**Exercise goal**
From the Mountain Goats concert review below, extract word for word the portion that opens with the words containing "The group is" and closes with "and pitch-black wit.".

The group is the brainchild of lyricist extraordinaire John Darnielle, who has been its front man, songwriter and only constant member since 1991. He was listed at number 82 on Paste magazine's list of "100 Best Living Songwriters," right above Fleetwood Mac and below Wayne Coyne of the Flaming Lips. Over the years, the Mountain Goats have amassed a small but devoted following of listeners who love Darnielle's meticulously detailed lyrics and pitch-black wit.

After many years of passing Madison while touring, Darnielle and his band played to a sold-out crowd Friday night at the High Noon Saloon, giving many local fans their first-ever chance to hear songs like "Hast Thou Considered the Tetrapod" and "See America Right" performed live.

Opening act Final Fantasy is the more-or-less solo project of violinist Owen Pallett, who plays into a loop pedal in order to create a multi-layered sound. Accompanied by a single guitarist/drummer, Pallett won over the audience with his impressive musical multitasking. Comparisons to fellow indie rock violinist Andrew Bird were unavoidable; Pallett even removed his shoes to operate pedals in his stocking feet as Bird does in concert. However, the Final Fantasy songs were more impressionistic and less structured than Bird's music. The best passages showcased Pallett's supple bowing and showed flashes of classical and musical theater influences in his songwriting. I couldn't help but wonder if lean, technology-driven setups like his are the future of touring music.

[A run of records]

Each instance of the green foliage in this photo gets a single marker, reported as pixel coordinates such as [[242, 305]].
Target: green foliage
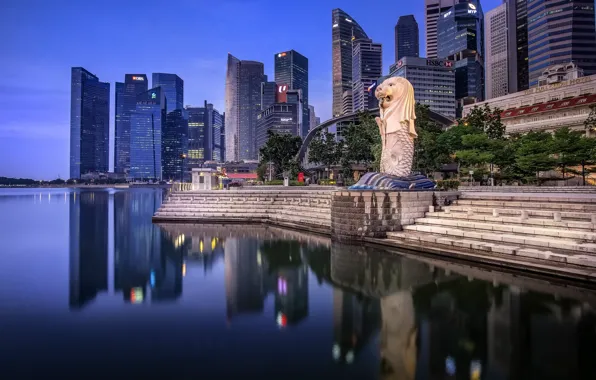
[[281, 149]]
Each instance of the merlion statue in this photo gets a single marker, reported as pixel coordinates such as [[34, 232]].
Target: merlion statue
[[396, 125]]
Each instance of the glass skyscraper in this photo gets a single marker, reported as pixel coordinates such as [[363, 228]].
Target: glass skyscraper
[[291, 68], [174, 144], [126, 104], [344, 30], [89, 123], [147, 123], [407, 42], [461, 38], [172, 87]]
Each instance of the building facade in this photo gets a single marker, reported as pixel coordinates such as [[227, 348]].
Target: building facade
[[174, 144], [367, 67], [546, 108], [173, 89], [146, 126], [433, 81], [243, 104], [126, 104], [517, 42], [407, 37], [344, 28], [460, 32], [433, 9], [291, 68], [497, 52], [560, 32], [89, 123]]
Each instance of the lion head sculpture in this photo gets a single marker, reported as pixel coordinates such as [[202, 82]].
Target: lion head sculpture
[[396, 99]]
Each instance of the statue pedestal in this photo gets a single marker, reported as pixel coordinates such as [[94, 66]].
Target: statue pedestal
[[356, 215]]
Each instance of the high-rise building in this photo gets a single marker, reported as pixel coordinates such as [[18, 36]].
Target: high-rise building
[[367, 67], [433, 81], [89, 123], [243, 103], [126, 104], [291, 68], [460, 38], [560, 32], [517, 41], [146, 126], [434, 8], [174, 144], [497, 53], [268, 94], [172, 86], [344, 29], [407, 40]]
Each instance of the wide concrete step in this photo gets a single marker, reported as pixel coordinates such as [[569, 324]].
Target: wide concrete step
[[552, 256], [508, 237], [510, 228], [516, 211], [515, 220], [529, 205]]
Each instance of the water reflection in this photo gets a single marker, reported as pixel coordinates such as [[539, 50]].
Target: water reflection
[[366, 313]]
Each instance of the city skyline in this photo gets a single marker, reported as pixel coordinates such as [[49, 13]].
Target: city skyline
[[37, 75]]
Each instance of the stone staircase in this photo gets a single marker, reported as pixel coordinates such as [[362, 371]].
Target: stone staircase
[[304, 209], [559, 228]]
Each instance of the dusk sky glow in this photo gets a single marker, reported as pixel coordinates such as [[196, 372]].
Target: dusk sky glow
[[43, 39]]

* * *

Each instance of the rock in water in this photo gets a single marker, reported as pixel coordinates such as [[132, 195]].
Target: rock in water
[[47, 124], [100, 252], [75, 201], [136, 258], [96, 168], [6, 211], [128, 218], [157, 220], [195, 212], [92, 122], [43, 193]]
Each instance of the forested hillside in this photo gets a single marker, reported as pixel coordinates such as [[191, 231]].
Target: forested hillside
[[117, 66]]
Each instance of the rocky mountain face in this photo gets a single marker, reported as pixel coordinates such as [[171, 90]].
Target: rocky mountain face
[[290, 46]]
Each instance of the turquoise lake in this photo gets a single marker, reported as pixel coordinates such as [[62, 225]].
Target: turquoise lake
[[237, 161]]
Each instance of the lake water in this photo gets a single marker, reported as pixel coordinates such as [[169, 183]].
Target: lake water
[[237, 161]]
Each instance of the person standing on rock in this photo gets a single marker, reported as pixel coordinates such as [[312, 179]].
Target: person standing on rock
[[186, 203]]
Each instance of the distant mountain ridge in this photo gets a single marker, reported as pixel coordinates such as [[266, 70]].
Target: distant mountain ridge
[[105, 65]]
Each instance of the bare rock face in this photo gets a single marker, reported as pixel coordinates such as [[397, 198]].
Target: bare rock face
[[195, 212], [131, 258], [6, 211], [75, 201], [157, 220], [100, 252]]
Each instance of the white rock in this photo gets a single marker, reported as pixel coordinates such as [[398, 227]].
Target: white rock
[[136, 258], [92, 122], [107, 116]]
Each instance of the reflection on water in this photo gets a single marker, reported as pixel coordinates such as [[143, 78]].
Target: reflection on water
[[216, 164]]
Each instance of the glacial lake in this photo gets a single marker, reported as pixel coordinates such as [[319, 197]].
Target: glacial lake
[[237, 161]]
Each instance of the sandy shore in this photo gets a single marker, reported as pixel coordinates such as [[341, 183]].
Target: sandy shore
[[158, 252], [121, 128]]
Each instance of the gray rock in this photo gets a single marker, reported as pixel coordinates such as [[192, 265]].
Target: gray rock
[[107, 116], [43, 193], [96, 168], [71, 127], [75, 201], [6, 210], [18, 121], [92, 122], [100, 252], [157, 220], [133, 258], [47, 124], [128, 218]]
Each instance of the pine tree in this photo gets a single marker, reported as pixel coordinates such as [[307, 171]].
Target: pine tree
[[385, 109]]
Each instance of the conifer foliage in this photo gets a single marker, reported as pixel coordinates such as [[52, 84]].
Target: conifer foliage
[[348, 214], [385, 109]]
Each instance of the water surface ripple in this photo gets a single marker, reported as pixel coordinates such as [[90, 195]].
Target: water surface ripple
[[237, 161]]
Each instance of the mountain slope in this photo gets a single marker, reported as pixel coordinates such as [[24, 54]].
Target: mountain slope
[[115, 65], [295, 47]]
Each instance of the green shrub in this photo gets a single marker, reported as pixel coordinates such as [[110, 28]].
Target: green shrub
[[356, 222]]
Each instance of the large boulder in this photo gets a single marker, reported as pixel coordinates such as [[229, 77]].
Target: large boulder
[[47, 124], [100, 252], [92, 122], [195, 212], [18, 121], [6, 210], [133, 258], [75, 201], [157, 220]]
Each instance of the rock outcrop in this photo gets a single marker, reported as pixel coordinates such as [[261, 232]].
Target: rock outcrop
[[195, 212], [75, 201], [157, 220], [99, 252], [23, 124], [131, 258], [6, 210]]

**Response for this exercise**
The group is the brainchild of lyricist extraordinaire John Darnielle, who has been its front man, songwriter and only constant member since 1991. He was listed at number 82 on Paste magazine's list of "100 Best Living Songwriters," right above Fleetwood Mac and below Wayne Coyne of the Flaming Lips. Over the years, the Mountain Goats have amassed a small but devoted following of listeners who love Darnielle's meticulously detailed lyrics and pitch-black wit.